Problem statement: Write out the following listing in full, exactly as it reads.

Source records:

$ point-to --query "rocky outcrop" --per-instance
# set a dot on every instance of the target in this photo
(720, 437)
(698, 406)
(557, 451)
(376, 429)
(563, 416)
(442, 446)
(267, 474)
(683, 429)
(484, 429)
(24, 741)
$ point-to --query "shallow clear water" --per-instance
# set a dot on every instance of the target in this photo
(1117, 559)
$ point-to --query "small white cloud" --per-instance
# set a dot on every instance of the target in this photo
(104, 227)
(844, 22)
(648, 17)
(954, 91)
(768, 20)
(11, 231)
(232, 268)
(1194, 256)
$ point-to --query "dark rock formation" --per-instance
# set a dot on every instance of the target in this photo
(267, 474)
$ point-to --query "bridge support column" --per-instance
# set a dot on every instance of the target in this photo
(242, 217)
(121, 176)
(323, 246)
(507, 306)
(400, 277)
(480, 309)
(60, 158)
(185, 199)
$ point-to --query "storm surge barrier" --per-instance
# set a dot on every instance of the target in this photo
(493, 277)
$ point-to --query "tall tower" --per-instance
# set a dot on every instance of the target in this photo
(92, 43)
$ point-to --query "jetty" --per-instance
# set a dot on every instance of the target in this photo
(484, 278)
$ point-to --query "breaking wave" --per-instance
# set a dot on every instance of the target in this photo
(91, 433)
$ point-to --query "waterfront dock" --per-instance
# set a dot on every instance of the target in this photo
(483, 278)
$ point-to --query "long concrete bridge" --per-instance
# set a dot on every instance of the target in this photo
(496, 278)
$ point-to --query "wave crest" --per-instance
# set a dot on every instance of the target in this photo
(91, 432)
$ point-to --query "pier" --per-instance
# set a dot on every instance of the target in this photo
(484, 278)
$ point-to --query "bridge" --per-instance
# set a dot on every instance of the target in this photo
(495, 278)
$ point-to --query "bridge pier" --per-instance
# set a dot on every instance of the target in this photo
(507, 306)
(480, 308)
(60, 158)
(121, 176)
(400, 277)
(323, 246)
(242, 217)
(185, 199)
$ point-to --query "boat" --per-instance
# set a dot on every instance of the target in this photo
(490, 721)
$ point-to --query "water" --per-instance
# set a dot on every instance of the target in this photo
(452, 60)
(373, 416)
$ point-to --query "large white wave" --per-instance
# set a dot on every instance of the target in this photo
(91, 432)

Completed exercise:
$ point-to --query "rocky outcrop" --per-instance
# set a dot on every instance of the target in this photo
(720, 437)
(698, 406)
(557, 451)
(376, 429)
(563, 416)
(442, 446)
(267, 474)
(683, 429)
(484, 429)
(24, 741)
$ point-to --query "shallow clear water" --per-instance
# set a dot on every instance of the target in this photo
(1117, 559)
$ point-to --query "small white cloud" --per-instance
# set a dot on every instance of the target in this photo
(104, 227)
(844, 22)
(648, 17)
(954, 91)
(768, 20)
(11, 231)
(232, 268)
(1194, 256)
$ point-to --query "dark rock formation" --per-instance
# set a dot on every instance of the target in this photo
(267, 474)
$ point-to --query "bridge support column" --per-instance
# set a dot on every instance of the target in this photo
(242, 217)
(121, 176)
(323, 246)
(507, 306)
(400, 277)
(480, 309)
(60, 158)
(185, 199)
$ point-to --query "storm surge barrier" --per-instance
# set a dot on every instance of the target in this photo
(493, 277)
$ point-to --query "tall tower" --per-instance
# set a dot on every instance of the target in this photo
(92, 43)
$ point-to --query "jetty" --per-instance
# set a dot on every instance of the target in this photo
(484, 278)
$ point-to --query "breaking wave" --per-instance
# set a dot on every instance of the target in this photo
(91, 433)
$ point-to --query "waterfront dock" --per-instance
# set a dot on every instance of the target in this photo
(483, 278)
$ point-to --query "long concrete bridge" --per-instance
# set a dot on every instance of the target in this photo
(496, 278)
$ point-to --query "wave crest" --per-instance
# set a dot on every instance of the target in this photo
(91, 432)
$ point-to --query "pier" --per-instance
# set a dot on every instance of the target in this photo
(484, 278)
$ point-to --query "bridge" --per-instance
# set a dot on every instance of the target in this photo
(495, 278)
$ point-to --query "bridge pier" --per-instance
# set a dot on every instance of the target in this photo
(507, 306)
(480, 308)
(60, 158)
(121, 176)
(400, 277)
(323, 246)
(242, 217)
(185, 199)
$ point-to --query "boat" --per-instance
# set a dot on every instance of the target in this photo
(490, 721)
$ point-to --query "water" --per-instance
# set a dot on every instance of the target in this photo
(452, 60)
(373, 416)
$ point-to --query "large white wave" --per-instance
# set a dot on every instance of the target in this photo
(91, 432)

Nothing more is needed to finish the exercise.